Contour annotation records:
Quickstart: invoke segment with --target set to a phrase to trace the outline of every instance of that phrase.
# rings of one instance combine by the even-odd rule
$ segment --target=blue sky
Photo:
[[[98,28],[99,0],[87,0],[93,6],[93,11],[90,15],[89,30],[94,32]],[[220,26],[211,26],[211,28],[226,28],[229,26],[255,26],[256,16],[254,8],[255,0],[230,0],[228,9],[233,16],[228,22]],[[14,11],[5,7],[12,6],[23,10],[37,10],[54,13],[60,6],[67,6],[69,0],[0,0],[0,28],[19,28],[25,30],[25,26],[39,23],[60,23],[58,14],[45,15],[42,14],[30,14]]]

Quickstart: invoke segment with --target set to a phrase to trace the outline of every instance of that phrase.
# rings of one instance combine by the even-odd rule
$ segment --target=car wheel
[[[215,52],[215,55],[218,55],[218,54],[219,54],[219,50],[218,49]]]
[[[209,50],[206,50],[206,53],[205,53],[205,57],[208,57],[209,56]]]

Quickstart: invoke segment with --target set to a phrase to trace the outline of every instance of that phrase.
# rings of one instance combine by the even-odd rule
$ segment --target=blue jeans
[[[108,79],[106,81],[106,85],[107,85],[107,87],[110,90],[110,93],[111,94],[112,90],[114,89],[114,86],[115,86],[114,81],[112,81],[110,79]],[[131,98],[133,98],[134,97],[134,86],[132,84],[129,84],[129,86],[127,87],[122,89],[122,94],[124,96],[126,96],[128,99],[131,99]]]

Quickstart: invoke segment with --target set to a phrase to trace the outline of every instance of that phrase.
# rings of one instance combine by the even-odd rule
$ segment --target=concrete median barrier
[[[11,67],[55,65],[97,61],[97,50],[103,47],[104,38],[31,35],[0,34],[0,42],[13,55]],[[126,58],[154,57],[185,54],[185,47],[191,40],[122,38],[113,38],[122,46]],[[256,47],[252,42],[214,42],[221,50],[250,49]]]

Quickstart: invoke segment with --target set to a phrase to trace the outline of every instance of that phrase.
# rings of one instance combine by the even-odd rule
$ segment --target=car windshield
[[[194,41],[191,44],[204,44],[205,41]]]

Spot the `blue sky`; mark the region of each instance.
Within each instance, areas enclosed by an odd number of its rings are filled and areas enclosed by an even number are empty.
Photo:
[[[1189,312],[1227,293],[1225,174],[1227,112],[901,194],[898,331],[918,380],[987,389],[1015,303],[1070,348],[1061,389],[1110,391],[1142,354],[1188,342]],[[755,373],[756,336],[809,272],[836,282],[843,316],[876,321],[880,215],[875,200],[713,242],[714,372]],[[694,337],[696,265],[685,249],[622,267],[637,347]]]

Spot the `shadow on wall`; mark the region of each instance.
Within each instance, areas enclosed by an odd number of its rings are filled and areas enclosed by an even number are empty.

**Task goal**
Write out every record verbatim.

**Full output**
Quickstart: invoke segment with --target set to a phrase to trace the outline of every instance of that phrase.
# rings of one instance combine by the even-odd rule
$ segment --target=blue sky
Photo:
[[[98,28],[99,0],[87,0],[93,6],[93,11],[90,15],[89,30],[94,32]],[[220,26],[211,26],[211,28],[226,28],[229,26],[255,26],[256,16],[254,8],[255,0],[230,0],[228,9],[233,16],[228,22]],[[14,11],[5,7],[12,6],[23,10],[37,10],[54,13],[60,6],[67,6],[69,0],[0,0],[0,28],[19,28],[25,30],[25,26],[39,23],[60,23],[58,14],[45,15],[42,14],[30,14]]]

Quickstart: invoke segment with --target set to a phrase to trace the outline of every instance of that phrase.
# rings of one instance combine by the even-odd rule
$ segment --target=car wheel
[[[215,52],[215,55],[218,55],[218,54],[219,54],[219,50],[218,49]]]
[[[209,50],[206,50],[206,53],[205,53],[205,57],[208,57],[209,56]]]

Quickstart: invoke segment with --target set to a phrase to trace the outline of every instance of that phrase.
# rings of one instance combine by the even-odd rule
$ segment --target=blue jeans
[[[108,79],[106,81],[106,85],[107,85],[107,87],[110,90],[110,93],[111,94],[112,90],[114,89],[114,86],[115,86],[114,81],[112,81],[110,79]],[[131,98],[133,98],[134,97],[134,86],[132,84],[129,84],[129,86],[127,87],[122,89],[122,94],[124,96],[126,96],[128,99],[131,99]]]

Quickstart: invoke segment with --target set to a phrase to trace the outline of every instance of that phrase.
# rings of one instance combine by the even-odd rule
$ segment --target=concrete median barrier
[[[11,67],[55,65],[97,61],[97,50],[103,47],[104,38],[31,35],[0,34],[0,42],[13,55]],[[126,58],[154,57],[185,54],[185,47],[191,40],[122,38],[113,38],[122,46]],[[256,47],[252,42],[214,42],[221,50],[250,49]]]

Quickstart: invoke segment with --target set to a phrase to trace the outline of every instance of that phrase.
# rings of one instance combine by the even-odd rule
$ segment --target=car windshield
[[[194,41],[191,44],[204,44],[205,41]]]

Spot the `blue sky`; mark the region of each instance.
Within each instance, areas enclosed by an odd number of its rings are filled and areas enclosed by an even number are empty.
Photo:
[[[1189,312],[1227,293],[1225,174],[1227,112],[901,194],[898,331],[918,380],[987,389],[1015,303],[1070,348],[1061,389],[1110,391],[1142,354],[1188,342]],[[755,373],[756,336],[809,272],[836,282],[843,316],[876,321],[880,215],[875,200],[713,242],[714,372]],[[694,337],[696,265],[685,249],[622,267],[637,347]]]

Spot the `shadow on wall`; mark the region of each instance.
Within each instance, areas enclosed by an odd number of its rings are filled and areas enclosed by an even number are empty.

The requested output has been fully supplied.